:: PASSAGE PROVIDED
Higher reimbursement rates correlate with doctors' willingness to take on new Medicaid patients, according to a new study published this month in the journal Health Affairs. Nonetheless, 31 percent of surveyed physicians said they didn’t accept new Medicaid patients in 2011.
The research highlights the growing concern that despite having a higher percentage of the population insured in 2014 under provisions of the Affordable Care Act, the healthcare system as it exists today may not have the capacity to effectively handle the newly insured.
"Many factors unrelated to Medicaid policy levers affect the number of Medicaid patients seen by physicians who accept at least some Medicaid patients," said study author Sandra L. Decker, an economist with Hyattsville, Md.-based National Center for Health Statistics. "Yet the level of Medicaid physician payment has been shown to affect a physician’s willingness to accept any Medicaid patients."
Decker used data on office-based physicians from the 2011 National Ambulatory Medical Care Survey Electronic Medical Records Supplement to summarize the percentage of physicians currently accepting any new patients
She pointed out that limited access to doctors is one reason why so many more Medicaid patients rely on hospital emergency departments and outpatient facilities than do those with private insurance.
In all, roughly 96 percent of office-based physicians accepted new patients in 2011, compared with 69.4 percent who were willing to take on new Medicaid patients. Doctors working in a solo practice were 23.5 percentage points less likely to accept new Medicaid patients than those practices with 10 or more doctors.
Primary care physicians were 11 percent less likely and physicians outside of Metropolitan Statistical Areas were 19 percent more likely, respectively, than other doctors to accept new Medicaid patients.
::::
:: PROVIDED RECORDS
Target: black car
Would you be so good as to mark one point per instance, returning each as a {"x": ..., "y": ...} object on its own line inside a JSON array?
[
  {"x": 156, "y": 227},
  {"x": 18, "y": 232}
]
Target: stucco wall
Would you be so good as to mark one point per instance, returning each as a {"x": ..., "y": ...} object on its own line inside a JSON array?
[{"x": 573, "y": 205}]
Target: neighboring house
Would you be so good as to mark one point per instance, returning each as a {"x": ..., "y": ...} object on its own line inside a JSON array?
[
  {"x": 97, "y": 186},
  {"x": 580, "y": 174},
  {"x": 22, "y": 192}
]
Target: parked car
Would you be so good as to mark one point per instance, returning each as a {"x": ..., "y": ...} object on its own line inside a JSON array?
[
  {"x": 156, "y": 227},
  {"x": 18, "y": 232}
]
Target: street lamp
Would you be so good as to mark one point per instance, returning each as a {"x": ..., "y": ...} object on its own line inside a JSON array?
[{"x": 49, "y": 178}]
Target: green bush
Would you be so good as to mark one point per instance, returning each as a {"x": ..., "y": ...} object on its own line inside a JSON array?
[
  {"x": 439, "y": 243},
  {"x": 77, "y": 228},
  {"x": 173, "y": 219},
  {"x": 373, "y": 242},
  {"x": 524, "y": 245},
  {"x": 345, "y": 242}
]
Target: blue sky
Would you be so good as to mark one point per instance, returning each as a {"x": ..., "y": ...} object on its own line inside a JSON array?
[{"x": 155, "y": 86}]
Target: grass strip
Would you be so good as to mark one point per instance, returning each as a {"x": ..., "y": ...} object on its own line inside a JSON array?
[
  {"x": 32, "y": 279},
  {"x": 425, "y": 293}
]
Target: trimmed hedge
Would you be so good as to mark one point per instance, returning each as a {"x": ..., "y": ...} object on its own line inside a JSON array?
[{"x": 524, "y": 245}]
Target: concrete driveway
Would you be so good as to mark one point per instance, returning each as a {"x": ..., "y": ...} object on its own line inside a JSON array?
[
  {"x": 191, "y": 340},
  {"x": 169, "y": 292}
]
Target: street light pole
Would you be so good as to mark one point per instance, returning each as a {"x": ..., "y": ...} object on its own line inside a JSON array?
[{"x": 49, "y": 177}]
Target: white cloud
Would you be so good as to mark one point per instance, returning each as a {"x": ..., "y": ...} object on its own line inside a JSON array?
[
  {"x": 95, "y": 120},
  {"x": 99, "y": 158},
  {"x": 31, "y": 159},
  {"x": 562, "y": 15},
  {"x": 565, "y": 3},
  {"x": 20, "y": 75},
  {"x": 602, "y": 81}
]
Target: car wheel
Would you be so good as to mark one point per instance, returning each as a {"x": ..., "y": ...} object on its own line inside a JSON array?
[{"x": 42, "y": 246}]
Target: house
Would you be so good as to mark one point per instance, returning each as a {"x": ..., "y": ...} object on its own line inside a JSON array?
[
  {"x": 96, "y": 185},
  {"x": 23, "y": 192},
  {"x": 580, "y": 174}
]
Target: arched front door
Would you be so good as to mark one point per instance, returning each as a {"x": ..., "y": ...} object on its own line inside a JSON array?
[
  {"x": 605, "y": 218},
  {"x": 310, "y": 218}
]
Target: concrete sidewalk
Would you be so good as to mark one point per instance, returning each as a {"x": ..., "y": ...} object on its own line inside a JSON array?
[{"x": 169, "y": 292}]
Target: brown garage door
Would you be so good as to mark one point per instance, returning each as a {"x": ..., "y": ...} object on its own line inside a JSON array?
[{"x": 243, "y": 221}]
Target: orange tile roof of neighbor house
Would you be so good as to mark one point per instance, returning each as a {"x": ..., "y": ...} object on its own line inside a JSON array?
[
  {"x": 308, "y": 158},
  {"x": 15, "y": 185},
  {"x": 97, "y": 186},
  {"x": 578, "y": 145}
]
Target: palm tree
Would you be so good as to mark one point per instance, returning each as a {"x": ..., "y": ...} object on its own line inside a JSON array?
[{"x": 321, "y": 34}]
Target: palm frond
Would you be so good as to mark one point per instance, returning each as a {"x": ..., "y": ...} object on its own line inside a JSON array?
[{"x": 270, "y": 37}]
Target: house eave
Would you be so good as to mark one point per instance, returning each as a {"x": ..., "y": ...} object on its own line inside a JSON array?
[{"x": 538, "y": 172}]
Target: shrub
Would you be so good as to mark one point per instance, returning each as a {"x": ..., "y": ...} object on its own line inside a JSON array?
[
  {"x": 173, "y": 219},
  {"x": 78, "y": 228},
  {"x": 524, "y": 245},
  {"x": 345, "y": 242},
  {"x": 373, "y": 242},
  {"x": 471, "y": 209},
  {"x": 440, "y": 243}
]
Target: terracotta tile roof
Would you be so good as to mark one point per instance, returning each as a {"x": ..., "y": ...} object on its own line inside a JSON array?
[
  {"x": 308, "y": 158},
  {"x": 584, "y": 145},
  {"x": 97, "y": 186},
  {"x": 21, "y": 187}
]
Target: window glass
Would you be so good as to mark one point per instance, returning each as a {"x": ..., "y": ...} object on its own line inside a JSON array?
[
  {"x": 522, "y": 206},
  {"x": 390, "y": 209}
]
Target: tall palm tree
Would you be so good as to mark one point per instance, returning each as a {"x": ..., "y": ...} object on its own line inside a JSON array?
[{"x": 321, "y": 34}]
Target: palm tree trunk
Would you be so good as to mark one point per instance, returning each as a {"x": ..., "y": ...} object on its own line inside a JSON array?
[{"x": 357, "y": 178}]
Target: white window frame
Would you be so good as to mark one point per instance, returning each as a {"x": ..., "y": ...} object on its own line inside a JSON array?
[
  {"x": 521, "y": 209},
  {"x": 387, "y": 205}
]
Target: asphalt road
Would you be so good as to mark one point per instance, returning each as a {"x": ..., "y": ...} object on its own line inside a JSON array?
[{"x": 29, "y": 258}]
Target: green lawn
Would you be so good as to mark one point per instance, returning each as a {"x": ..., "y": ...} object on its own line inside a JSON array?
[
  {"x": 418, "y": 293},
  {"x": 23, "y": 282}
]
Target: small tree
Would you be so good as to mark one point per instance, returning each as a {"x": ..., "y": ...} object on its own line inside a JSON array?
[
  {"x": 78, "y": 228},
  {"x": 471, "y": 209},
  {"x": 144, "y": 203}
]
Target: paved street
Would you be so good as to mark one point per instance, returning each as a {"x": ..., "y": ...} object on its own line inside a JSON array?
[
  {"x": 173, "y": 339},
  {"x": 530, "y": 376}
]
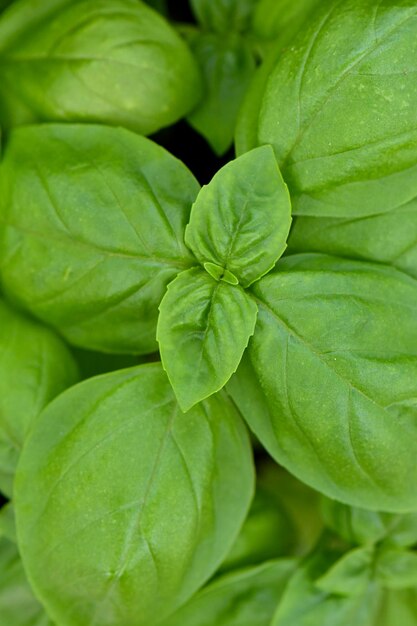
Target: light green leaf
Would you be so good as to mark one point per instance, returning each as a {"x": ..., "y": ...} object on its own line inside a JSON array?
[
  {"x": 389, "y": 237},
  {"x": 110, "y": 61},
  {"x": 227, "y": 66},
  {"x": 241, "y": 219},
  {"x": 152, "y": 499},
  {"x": 396, "y": 569},
  {"x": 7, "y": 522},
  {"x": 350, "y": 575},
  {"x": 356, "y": 525},
  {"x": 281, "y": 20},
  {"x": 244, "y": 598},
  {"x": 92, "y": 221},
  {"x": 18, "y": 605},
  {"x": 329, "y": 380},
  {"x": 223, "y": 16},
  {"x": 35, "y": 366},
  {"x": 340, "y": 110},
  {"x": 203, "y": 329},
  {"x": 305, "y": 604}
]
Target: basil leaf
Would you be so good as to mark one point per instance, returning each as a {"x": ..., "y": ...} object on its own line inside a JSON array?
[
  {"x": 153, "y": 499},
  {"x": 7, "y": 522},
  {"x": 227, "y": 66},
  {"x": 18, "y": 605},
  {"x": 241, "y": 219},
  {"x": 305, "y": 604},
  {"x": 246, "y": 597},
  {"x": 35, "y": 366},
  {"x": 357, "y": 525},
  {"x": 340, "y": 107},
  {"x": 266, "y": 534},
  {"x": 111, "y": 61},
  {"x": 281, "y": 20},
  {"x": 396, "y": 569},
  {"x": 203, "y": 329},
  {"x": 350, "y": 575},
  {"x": 93, "y": 231},
  {"x": 387, "y": 237},
  {"x": 223, "y": 16},
  {"x": 322, "y": 328}
]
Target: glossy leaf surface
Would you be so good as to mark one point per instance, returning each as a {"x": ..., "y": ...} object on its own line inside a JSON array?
[
  {"x": 152, "y": 498},
  {"x": 18, "y": 605},
  {"x": 203, "y": 329},
  {"x": 35, "y": 366},
  {"x": 227, "y": 66},
  {"x": 340, "y": 109},
  {"x": 328, "y": 382},
  {"x": 110, "y": 61},
  {"x": 92, "y": 232},
  {"x": 244, "y": 598},
  {"x": 241, "y": 219}
]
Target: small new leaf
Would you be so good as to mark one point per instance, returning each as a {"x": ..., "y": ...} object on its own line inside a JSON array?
[
  {"x": 203, "y": 329},
  {"x": 241, "y": 219}
]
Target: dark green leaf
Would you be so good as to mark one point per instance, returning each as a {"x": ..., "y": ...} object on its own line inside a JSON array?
[
  {"x": 340, "y": 109},
  {"x": 227, "y": 66},
  {"x": 35, "y": 366},
  {"x": 241, "y": 219},
  {"x": 151, "y": 499},
  {"x": 111, "y": 61},
  {"x": 244, "y": 598},
  {"x": 223, "y": 16},
  {"x": 396, "y": 569},
  {"x": 92, "y": 221},
  {"x": 329, "y": 380},
  {"x": 203, "y": 329}
]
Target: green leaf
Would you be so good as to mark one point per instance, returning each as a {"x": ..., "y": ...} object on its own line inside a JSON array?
[
  {"x": 203, "y": 329},
  {"x": 340, "y": 110},
  {"x": 223, "y": 16},
  {"x": 329, "y": 380},
  {"x": 18, "y": 605},
  {"x": 109, "y": 61},
  {"x": 35, "y": 366},
  {"x": 389, "y": 237},
  {"x": 305, "y": 604},
  {"x": 266, "y": 534},
  {"x": 356, "y": 525},
  {"x": 281, "y": 20},
  {"x": 241, "y": 219},
  {"x": 396, "y": 569},
  {"x": 244, "y": 598},
  {"x": 7, "y": 522},
  {"x": 92, "y": 221},
  {"x": 152, "y": 499},
  {"x": 227, "y": 66},
  {"x": 350, "y": 575}
]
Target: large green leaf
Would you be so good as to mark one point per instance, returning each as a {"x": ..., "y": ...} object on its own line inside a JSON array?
[
  {"x": 329, "y": 380},
  {"x": 244, "y": 598},
  {"x": 241, "y": 219},
  {"x": 203, "y": 329},
  {"x": 227, "y": 66},
  {"x": 92, "y": 221},
  {"x": 109, "y": 61},
  {"x": 389, "y": 237},
  {"x": 18, "y": 605},
  {"x": 340, "y": 108},
  {"x": 356, "y": 525},
  {"x": 35, "y": 366},
  {"x": 151, "y": 498}
]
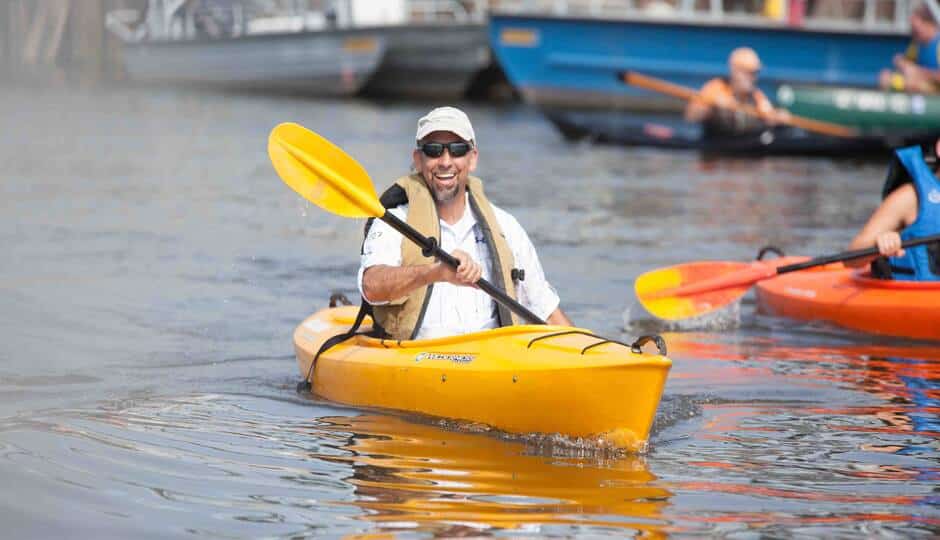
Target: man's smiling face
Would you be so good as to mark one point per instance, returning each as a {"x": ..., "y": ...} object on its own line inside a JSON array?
[{"x": 446, "y": 175}]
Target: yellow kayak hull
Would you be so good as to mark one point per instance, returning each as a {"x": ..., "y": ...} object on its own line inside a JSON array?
[{"x": 498, "y": 377}]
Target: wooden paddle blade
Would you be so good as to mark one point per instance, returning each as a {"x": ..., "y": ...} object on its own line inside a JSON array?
[
  {"x": 693, "y": 289},
  {"x": 322, "y": 172}
]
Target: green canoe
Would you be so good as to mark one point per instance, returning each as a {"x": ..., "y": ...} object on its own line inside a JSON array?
[{"x": 871, "y": 111}]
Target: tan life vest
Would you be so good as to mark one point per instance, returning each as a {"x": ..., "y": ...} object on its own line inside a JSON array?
[{"x": 402, "y": 318}]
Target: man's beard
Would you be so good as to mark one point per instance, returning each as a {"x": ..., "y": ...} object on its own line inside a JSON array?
[{"x": 443, "y": 195}]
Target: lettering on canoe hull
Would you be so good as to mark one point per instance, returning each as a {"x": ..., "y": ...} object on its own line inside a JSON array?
[
  {"x": 805, "y": 293},
  {"x": 457, "y": 358}
]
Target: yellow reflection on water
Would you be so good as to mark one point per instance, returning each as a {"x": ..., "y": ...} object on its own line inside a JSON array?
[{"x": 418, "y": 476}]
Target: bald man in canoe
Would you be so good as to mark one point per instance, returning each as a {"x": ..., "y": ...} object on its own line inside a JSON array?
[
  {"x": 918, "y": 69},
  {"x": 718, "y": 104},
  {"x": 910, "y": 209},
  {"x": 414, "y": 296}
]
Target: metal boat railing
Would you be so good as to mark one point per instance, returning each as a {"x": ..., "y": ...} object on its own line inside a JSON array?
[
  {"x": 172, "y": 20},
  {"x": 841, "y": 15}
]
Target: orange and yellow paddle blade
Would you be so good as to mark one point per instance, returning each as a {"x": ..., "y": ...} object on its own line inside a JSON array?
[
  {"x": 322, "y": 172},
  {"x": 693, "y": 289}
]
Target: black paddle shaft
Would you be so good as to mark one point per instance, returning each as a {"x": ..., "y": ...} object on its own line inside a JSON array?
[
  {"x": 855, "y": 254},
  {"x": 430, "y": 247}
]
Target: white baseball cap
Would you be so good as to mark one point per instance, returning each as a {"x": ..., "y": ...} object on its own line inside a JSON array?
[{"x": 449, "y": 119}]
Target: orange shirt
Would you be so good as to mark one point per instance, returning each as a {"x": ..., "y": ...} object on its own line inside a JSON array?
[{"x": 718, "y": 90}]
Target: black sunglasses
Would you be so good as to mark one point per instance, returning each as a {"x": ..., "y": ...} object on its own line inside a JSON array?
[{"x": 456, "y": 149}]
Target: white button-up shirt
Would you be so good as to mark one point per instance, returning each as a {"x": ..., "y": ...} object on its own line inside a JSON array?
[{"x": 454, "y": 309}]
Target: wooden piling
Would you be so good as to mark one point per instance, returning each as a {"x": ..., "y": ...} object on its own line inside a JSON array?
[{"x": 55, "y": 40}]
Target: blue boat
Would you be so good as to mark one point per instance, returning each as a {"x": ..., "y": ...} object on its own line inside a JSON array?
[{"x": 573, "y": 60}]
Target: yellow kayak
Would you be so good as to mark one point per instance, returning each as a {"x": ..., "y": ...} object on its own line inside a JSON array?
[{"x": 519, "y": 379}]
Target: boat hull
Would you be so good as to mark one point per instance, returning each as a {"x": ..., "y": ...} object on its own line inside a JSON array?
[
  {"x": 329, "y": 63},
  {"x": 867, "y": 110},
  {"x": 576, "y": 62},
  {"x": 663, "y": 131},
  {"x": 498, "y": 377},
  {"x": 430, "y": 61},
  {"x": 852, "y": 299}
]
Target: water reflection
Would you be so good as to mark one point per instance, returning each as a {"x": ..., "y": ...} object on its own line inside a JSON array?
[
  {"x": 827, "y": 418},
  {"x": 413, "y": 475}
]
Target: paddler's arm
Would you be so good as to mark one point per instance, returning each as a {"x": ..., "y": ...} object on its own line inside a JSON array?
[
  {"x": 897, "y": 211},
  {"x": 384, "y": 283},
  {"x": 700, "y": 107}
]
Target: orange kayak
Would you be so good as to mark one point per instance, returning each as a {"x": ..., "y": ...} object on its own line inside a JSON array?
[{"x": 853, "y": 299}]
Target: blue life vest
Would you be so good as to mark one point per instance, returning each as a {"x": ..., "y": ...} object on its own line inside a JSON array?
[
  {"x": 927, "y": 54},
  {"x": 920, "y": 263}
]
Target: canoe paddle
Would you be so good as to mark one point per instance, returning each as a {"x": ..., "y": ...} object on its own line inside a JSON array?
[
  {"x": 692, "y": 289},
  {"x": 325, "y": 175},
  {"x": 683, "y": 92}
]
::::
WORK TASK:
Copy everything from "Primary care physicians" down to "accept new Medicaid patients." in the article on doctors and Medicaid patients, swapping "Primary care physicians" for "Family physicians".

REPLY TO THE TASK:
Family physicians were 11 percent less likely and physicians outside of Metropolitan Statistical Areas were 19 percent more likely, respectively, than other doctors to accept new Medicaid patients.